• [Texto de partida]:
___
En la actualidad, la mayoría de los historiadores coinciden en la posibilidad de enfrentarse al estudio del feudalismo desde diversos puntos de vista.

La historiografía materialista nos habla del “modo de producción feudal” como un modelo social en el que se establecen unas relaciones de producción mediante las cuales una minoría (nobleza y clero) ostenta la propiedad plena de los medios de producción (fundamentalmente la tierra), mientras una masa mayoritaria (campesinado) aporta la fuerza del trabajo y detenta la propiedad útil, es decir el derecho a usar la tierra a cambio de unas rentas y una serie de prestaciones de las que hablaremos más adelante.
Este modo de producción vendría a sustituir al modelo esclavista que había caracterizado a las civilizaciones de la Antigüedad.

Sin embargo, para hablar de feudalismo en sentido estricto, esas relaciones de producción que caracterizan a prácticamente todas las sociedades medievales, deben ir acompañadas de una serie de elementos institucionales que regulan los complejos vínculos de dependencia que se producen entre los nobles, entre estos y el rey, o entre los campesinos y sus señores. Así pues, las instituciones feudales se encargarán de garantizar desde el punto de vista político-jurídico el nuevo orden social.


Las instituciones:

Desde el punto de vista institucional, el feudalismo tiene su origen en el mundo carolingio allá por el siglo VIII. La primera encomendación vasallática fue la realizada por el duque Tasilón de Baviera en el año 757 a Pipino el breve, constituyendo este acontecimiento el precedente formal de lo que serán las relaciones de interdependencia entre los nobles y entre estos y el rey durante la Edad Media. Sin embargo, este acto formal es sólo el resultado de un proceso que se venía gestando desde antes. Ya en el siglo VI, los caudillos germánicos empezaban a sentir la necesidad de rodearse de personas de confianza (fideles) que garantizasen su seguridad en un mundo tremendamente inestable y convulso. Esos fieles, a cambio de su protección, recibían un territorio o feudo cuyas rentas disfrutaban, en origen, sólo en parte y como representantes del rey. Se generan así unos vínculos de dependencia que con el tiempo pasarán a regularse institucionalmente, definiéndose las condiciones de esa relación en un contrato que toma forma en la ceremonia del homenaje*.
___
• [Datos del material]:
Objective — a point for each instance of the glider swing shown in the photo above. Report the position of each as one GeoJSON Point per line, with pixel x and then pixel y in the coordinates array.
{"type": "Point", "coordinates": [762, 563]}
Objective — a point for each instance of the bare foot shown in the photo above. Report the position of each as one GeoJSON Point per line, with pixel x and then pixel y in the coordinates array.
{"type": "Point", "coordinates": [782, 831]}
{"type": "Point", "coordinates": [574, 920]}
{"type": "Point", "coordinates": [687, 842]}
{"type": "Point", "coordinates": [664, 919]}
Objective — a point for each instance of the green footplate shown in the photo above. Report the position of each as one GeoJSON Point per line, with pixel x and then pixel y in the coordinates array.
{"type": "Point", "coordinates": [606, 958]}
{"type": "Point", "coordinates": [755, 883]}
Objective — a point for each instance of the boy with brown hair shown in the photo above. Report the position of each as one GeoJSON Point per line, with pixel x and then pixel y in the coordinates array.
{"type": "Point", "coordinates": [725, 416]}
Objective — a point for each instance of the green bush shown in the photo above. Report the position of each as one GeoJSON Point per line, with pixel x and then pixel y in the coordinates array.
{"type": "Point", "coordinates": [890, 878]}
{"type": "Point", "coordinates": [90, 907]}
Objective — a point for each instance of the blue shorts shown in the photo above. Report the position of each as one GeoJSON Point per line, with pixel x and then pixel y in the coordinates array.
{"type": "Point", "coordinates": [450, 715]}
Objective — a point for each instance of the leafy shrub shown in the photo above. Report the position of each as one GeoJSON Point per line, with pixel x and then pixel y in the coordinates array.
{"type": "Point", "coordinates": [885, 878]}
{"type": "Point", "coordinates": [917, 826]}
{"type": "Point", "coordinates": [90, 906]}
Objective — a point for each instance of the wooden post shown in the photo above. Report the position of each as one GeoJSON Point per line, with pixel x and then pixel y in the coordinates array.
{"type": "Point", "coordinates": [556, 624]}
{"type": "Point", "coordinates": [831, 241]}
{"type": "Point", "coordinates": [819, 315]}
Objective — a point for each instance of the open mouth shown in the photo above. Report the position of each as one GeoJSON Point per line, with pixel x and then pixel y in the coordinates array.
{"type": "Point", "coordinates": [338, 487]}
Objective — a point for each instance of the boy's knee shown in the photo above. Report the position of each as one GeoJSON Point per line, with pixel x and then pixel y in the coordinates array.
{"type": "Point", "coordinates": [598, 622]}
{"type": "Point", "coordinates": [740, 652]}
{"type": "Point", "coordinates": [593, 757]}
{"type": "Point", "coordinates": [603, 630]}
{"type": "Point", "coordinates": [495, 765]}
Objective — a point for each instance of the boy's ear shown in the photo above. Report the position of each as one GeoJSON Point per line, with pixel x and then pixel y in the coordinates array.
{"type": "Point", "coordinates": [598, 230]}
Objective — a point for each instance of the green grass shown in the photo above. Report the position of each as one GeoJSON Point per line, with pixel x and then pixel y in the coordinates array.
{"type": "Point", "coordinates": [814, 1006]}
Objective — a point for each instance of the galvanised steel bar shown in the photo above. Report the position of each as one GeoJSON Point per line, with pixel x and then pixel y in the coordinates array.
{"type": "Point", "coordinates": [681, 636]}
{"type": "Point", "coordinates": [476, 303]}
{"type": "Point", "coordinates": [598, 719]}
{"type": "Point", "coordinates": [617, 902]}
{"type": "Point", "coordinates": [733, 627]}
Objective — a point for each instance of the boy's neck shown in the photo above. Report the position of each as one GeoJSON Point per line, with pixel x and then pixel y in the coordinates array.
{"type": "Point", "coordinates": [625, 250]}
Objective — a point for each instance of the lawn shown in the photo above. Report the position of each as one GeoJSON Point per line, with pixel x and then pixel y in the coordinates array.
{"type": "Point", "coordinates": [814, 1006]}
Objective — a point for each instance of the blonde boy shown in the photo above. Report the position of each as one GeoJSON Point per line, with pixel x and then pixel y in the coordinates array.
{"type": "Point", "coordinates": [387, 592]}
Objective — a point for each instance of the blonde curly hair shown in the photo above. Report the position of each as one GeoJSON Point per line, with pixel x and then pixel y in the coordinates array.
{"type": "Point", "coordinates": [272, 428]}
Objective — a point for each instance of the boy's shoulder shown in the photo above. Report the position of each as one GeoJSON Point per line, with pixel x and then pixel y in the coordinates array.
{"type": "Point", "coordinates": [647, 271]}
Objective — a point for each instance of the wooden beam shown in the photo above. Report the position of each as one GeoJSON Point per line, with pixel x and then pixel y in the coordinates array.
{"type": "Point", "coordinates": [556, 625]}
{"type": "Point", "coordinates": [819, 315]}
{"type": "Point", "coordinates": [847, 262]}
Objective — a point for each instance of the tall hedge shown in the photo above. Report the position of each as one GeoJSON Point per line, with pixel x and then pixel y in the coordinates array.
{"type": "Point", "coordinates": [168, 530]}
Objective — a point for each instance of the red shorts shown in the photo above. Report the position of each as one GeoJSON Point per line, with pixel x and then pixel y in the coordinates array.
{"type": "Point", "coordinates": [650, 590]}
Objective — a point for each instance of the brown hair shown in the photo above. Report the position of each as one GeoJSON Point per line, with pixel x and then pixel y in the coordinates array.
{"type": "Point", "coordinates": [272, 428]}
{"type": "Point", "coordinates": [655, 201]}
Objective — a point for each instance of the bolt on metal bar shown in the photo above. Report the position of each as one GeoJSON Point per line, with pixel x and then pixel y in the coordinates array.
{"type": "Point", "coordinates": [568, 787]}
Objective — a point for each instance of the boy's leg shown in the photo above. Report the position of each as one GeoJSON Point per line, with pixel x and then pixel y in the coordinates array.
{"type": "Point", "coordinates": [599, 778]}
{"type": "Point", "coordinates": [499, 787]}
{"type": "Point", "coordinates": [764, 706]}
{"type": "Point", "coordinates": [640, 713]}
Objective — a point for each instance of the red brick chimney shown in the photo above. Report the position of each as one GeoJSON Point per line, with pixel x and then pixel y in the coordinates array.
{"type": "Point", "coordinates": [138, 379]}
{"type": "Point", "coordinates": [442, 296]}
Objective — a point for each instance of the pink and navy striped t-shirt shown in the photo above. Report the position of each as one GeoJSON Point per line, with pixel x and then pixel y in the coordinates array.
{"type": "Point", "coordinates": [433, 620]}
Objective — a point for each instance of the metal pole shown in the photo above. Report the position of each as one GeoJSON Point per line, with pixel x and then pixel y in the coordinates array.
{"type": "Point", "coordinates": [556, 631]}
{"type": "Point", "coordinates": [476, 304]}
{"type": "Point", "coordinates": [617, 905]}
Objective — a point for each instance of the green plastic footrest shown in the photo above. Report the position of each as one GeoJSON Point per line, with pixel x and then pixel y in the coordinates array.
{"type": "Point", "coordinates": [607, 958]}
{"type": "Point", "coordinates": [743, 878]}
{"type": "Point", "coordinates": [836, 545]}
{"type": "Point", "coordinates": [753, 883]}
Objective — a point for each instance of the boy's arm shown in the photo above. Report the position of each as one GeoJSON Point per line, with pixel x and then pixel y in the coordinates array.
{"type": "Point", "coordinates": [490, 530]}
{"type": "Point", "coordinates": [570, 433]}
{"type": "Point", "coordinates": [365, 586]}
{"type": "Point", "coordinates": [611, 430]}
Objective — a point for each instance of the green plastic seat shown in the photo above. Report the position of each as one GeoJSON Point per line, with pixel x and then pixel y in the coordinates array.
___
• [Tareas propuestas]:
**1.** Responde a estas preguntas sobre el texto acerca del feudalismo:
(a) Según la historiografía materialista, ¿a qué modelo vendría a sustituir el modo de producción feudal?
(b) ¿Quién realizó la primera encomendación vasallática, a quién y en qué año?
(c) ¿Qué recibían los fieles a cambio de su protección?
**2.** Escribe la continuación del texto sobre el feudalismo a partir de su última oración.

• [Respuestas por tarea]:
**1.**
(a) Al modelo esclavista que había caracterizado a las civilizaciones de la Antigüedad.
(b) El duque Tasilón de Baviera, a Pipino el breve, en el año 757.
(c) Un territorio o feudo cuyas rentas disfrutaban, en origen, sólo en parte y como representantes del rey.

**2.**
Estos contratos, en principio de carácter vitalicio, acabarán, por costumbre, convirtiéndose en hereditarios y serán reconocidos como tales por las propias leyes, como ocurre con la Capitular de Quiercy en 877 respecto a los condados francos, o la Constitución sobre los feudos de Conrado II (1037) para todos los feudos vasalláticos. Reconocimientos similares encontramos en las Consuetudines feudorum italianas o los Usatges de Barcelona, promulgados por Ramón Berenguer I en 1068. La consecuencia de esto será la patrimonialización de los feudos por parte de los linajes nobiliarios y la progresiva independencia de los mismos respecto al rey. Esa independencia es también aplicable a los derechos sobre las rentas, lo que genera un aumento de poder por parte de la nobleza que desemboca en una lógica disgregación política. La fragmentación del poder supone un debilitamiento de la figura del monarca y un aumento de las fricciones entre señoríos, siendo esta conflictividad uno de los rasgos más característicos de las sociedades feudales.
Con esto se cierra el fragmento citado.